(Image object location entries)
..............................
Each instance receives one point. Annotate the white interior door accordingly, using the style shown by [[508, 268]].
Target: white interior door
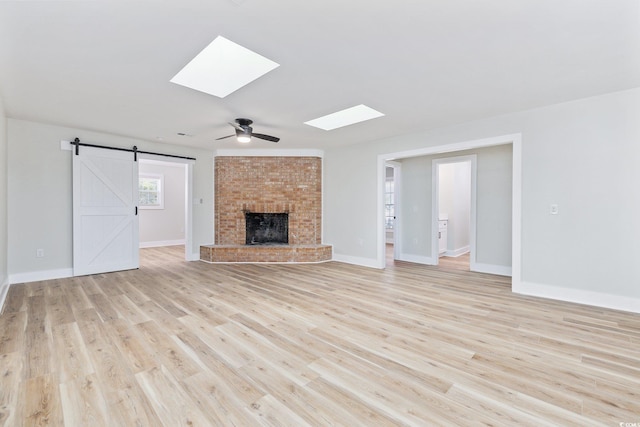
[[105, 220]]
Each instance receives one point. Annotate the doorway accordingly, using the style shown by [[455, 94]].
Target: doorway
[[391, 214], [166, 220], [454, 211], [510, 227]]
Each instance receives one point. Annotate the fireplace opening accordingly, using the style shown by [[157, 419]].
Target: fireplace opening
[[267, 228]]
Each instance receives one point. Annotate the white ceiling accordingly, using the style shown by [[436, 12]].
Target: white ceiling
[[105, 65]]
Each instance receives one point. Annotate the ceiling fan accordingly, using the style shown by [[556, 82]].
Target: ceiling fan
[[244, 132]]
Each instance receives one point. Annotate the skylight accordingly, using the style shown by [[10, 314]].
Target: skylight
[[357, 114], [222, 68]]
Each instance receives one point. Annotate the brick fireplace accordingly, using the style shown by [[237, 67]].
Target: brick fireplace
[[267, 185]]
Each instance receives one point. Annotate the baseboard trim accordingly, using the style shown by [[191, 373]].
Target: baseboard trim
[[418, 259], [579, 296], [37, 276], [364, 262], [499, 270], [457, 252], [4, 291], [161, 243]]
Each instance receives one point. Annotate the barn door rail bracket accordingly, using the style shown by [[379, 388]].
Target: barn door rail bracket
[[133, 150]]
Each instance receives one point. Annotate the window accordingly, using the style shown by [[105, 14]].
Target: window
[[151, 191]]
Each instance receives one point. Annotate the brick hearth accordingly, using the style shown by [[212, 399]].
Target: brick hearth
[[267, 185]]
..............................
Copy all of the material above word for word, omitting the pictures.

== Correct answer ==
Each instance receives one point. Annotate the white interior door accordingly, using the style shown by [[508, 268]].
Target: white interior door
[[105, 220]]
Each instance receives one point. Annotate the doorway accordingly, using the style shown by [[455, 94]].
Target: doorway
[[391, 214], [166, 220], [454, 211], [510, 227]]
Each instance receives one point. Annotate the fireplace opening accordingly, using the style shown by [[157, 419]].
Target: fireplace opening
[[267, 228]]
Each instance receives one point. Annotate the white ceiling accordingly, using the style shown by [[436, 12]].
Target: white ceiling
[[105, 65]]
Each instance receives one point. Annotate the ceiling fan accordingly, using the style shown by [[556, 82]].
Target: ceiling fan
[[244, 132]]
Each instance receives one point. Annotate the skylight accordingly, using the style shown by [[10, 314]].
Target: skylight
[[357, 114], [222, 68]]
Each instance receives one point. Annotate the brick fireplace accordingly, using the style shown by [[237, 67]].
Target: brick fireplace
[[267, 185]]
Each instance receives one point. Annotate the baseboard trim accordingly, using the style shown by [[191, 373]].
Target: baseboard trim
[[418, 259], [579, 296], [37, 276], [364, 262], [499, 270], [457, 252], [4, 291], [161, 243]]
Each instance receives one point. Annotate the barn door rail bracket accordingly, using the style shown by [[379, 388]].
Target: barn door rail bracket
[[133, 150]]
Each instance receives one point. Annotate the window accordingly, using the style shown by [[105, 14]].
Target: window
[[151, 191]]
Each instance receives one point. Annotate the brick hearth accordingly, using the style shown by [[212, 399]].
Target: brick hearth
[[267, 185]]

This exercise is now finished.